What this exercise asks.
A) According to the super-Earth article, in which journal and on what date were the findings published?
B) Copy the super-Earth article from "Long-lived magnetic shields" to "and stellar radiation.", substituting "barriers" for every "shields".
C) Extend the article on super-Earth magnetic fields beyond its final sentence.

Source text.
(begin)

"Super-Earth" exoplanets may have an in-built way to protect themselves from harmful radiation, giving any potential life on such worlds a better chance of surviving, according to recent research.
Super-Earths, worlds larger than Earth but smaller than Neptune, are among the most commonly detected types of extrasolar planets, or exoplanets, in the Milky Way. Because many have been found within their stars' habitable zones — regions where liquid water could exist and, thus, potentially support life — scientists have increasingly focused on whether these planets can sustain life-friendly conditions over billions of years.
"A strong magnetic field is very important for life on a planet," study lead Miki Nakajima, an associate professor in the department of Earth and environmental sciences at the University of Rochester in New York, said in a statement. "Super-earths can produce dynamos in their core and/or magma, which can increase their planetary habitability."
The findings, published Jan. 15 in the journal Nature Astronomy, help resolve a long-standing puzzle about how super-Earths might maintain magnetic fields despite interiors whose structures differ from Earth's, the researchers say.
"This paper suggests that, like in many other things, exoplanets might not necessarily follow the solar system paradigm concerning magnetic field generation," Luca Maltagliati, a senior editor at Nature Astronomy, who was not involved with the new study, wrote in a brief piece summarizing the findings. "Planets with masses 3-6 times that of Earth might have their main magnetic field engine not in the core like the Earth but in a layer between the core and mantle."
Long-lived magnetic shields are considered essential for habitability because they help prevent planetary atmospheres from being stripped away by stellar winds and protect surfaces from harmful cosmic and stellar radiation.
Without such protection, even planets located in otherwise favorable habitable zones may struggle to maintain the conditions needed for life, meaning such magma-driven magnetic fields could play a crucial role in making super-Earths habitable across the galaxy.
Earth's magnetic field, which has operated for more than 3 billion years, is generated by the movement of liquid iron in the outer core surrounding a solid inner core. That inner core is critical because it releases heat and lighter elements that keep the molten outer core moving, allowing our planet to sustain its magnetic field.
But larger rocky worlds such as super-Earths are thought to have cores that are either fully solid or fully liquid, which typically limit the operation of a conventional, Earth-like core dynamo.

(end)

Listing.
(begin)

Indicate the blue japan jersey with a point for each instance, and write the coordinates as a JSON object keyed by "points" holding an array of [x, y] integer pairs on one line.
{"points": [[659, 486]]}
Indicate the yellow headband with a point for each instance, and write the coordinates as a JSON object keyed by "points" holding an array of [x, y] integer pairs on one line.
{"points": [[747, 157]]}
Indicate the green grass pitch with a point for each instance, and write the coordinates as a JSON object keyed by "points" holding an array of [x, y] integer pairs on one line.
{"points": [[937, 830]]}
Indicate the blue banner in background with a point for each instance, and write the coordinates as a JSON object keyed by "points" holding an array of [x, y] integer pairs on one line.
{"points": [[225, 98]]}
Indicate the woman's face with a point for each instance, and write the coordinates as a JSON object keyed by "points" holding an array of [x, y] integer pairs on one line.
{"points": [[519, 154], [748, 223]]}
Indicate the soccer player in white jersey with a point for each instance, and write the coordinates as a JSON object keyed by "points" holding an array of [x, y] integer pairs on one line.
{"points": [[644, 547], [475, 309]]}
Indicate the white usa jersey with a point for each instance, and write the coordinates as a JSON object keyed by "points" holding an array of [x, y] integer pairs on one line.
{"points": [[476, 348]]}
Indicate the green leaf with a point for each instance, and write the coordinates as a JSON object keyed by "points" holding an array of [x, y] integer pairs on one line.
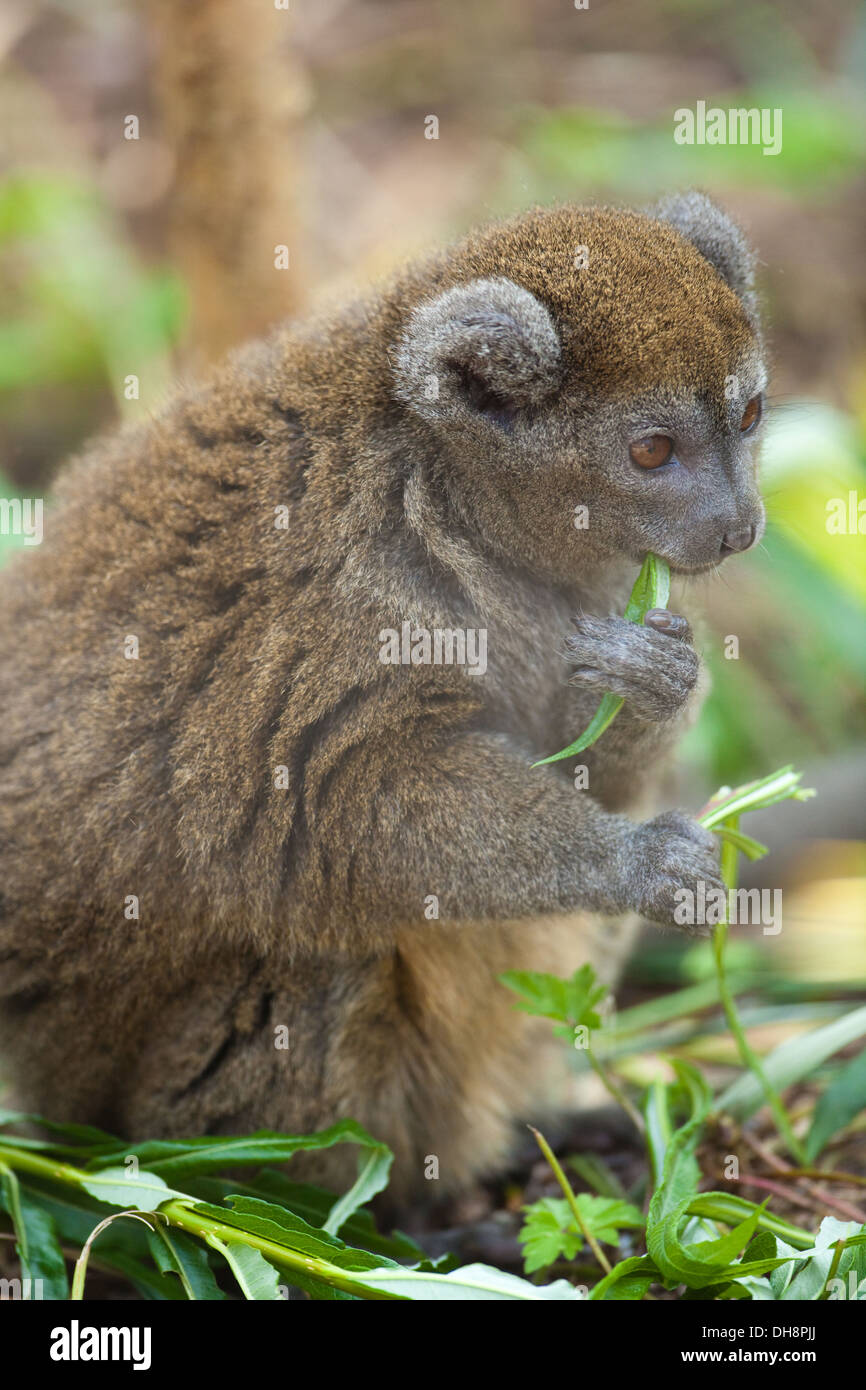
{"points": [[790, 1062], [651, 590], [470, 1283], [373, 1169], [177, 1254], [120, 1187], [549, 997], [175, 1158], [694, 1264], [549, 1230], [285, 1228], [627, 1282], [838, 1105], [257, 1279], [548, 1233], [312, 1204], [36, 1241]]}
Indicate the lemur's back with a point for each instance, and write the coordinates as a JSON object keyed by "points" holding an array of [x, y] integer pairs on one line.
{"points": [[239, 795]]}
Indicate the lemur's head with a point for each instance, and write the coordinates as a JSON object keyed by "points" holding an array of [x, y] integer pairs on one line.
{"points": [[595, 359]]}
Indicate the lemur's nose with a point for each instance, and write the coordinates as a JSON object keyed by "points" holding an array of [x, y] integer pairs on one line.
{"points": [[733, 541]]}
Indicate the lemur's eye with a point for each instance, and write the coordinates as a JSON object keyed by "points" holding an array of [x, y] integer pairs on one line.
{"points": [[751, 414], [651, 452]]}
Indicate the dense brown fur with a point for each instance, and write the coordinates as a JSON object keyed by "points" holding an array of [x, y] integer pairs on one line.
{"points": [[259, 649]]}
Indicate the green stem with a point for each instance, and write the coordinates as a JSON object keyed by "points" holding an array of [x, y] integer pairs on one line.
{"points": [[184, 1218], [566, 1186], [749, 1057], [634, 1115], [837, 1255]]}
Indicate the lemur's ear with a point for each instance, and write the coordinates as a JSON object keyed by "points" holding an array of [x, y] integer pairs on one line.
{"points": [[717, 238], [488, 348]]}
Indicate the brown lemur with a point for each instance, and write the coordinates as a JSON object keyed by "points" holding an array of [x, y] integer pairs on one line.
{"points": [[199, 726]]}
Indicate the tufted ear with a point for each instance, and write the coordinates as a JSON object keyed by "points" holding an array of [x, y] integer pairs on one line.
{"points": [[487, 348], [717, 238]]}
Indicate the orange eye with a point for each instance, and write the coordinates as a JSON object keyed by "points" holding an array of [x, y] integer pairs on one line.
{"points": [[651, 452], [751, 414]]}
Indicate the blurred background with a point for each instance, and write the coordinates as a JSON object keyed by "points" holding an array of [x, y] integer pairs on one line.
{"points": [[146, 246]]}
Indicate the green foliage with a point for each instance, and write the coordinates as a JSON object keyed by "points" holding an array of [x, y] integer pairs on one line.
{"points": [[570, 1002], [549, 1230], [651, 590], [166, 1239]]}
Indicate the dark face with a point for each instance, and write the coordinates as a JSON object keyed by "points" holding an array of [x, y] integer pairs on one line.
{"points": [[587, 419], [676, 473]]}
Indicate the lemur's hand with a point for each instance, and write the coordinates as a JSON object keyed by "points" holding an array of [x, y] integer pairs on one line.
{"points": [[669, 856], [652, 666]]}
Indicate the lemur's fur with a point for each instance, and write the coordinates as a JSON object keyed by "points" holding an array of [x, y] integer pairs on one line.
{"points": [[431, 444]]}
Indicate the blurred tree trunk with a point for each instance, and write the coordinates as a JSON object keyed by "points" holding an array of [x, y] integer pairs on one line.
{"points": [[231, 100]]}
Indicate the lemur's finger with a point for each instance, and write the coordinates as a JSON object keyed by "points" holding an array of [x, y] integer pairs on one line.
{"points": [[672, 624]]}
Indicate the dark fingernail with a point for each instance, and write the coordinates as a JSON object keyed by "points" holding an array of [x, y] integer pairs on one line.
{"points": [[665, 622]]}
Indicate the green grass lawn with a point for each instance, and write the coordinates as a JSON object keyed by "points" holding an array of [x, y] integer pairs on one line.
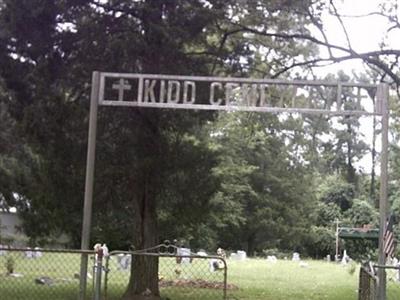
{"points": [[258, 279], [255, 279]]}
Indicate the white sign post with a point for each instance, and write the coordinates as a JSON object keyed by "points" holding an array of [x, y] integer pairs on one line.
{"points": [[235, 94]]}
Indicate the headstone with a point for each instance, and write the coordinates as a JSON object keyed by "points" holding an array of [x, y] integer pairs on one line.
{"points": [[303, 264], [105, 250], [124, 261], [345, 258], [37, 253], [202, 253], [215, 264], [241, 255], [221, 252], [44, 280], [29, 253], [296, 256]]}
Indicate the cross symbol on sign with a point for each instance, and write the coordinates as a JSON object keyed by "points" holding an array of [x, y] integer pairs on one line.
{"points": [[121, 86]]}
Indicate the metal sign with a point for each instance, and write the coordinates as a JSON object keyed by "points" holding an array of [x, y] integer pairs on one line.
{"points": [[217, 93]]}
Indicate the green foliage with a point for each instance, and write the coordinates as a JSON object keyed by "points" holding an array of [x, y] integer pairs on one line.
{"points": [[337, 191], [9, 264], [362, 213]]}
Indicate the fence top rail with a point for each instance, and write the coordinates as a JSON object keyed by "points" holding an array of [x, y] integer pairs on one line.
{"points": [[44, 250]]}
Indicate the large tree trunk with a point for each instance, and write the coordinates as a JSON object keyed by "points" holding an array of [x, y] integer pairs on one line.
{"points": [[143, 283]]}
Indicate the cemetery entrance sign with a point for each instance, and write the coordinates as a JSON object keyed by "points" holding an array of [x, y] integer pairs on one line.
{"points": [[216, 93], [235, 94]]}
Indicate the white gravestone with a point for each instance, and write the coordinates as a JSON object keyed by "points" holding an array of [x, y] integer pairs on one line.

(end)

Outputs in order.
A) Nature Astronomy, on Jan. 15.

B)
Long-lived magnetic barriers are considered essential for habitability because they help prevent planetary atmospheres from being stripped away by stellar winds and protect surfaces from harmful cosmic and stellar radiation.

C)
Nakajima and her team point to an alternative mechanism known as a basal magma ocean (BMO), a layer of molten rock that forms between the core and the mantle. Such layers are thought to arise during planet formation, according to the new study, when repeated large impacts generate global magma oceans that partially crystallize and concentrate iron-rich melt at depth.
The idea of a BMO-driven dynamo was first proposed as a way to explain how Earth may have generated a magnetic field early in its history, before its inner core had formed. Such a layer would have formed following the moon-forming impact, but it likely solidified after roughly 1 billion years, the new study notes.
Super-Earths, by contrast, are larger and experience much higher internal pressures, conditions that could allow basal magma oceans to persist for far longer and sustain magnetic fields over billions of years, the researchers say.
To test whether these deep magma layers could generate magnetic fields, Nakajima and her team conducted shock experiments that compressed rock-forming materials to the extreme pressures expected inside planets several times more massive than Earth. The researchers then combined the lab results with planetary models to determine how massive a super-Earth must be to generate a magnetic field.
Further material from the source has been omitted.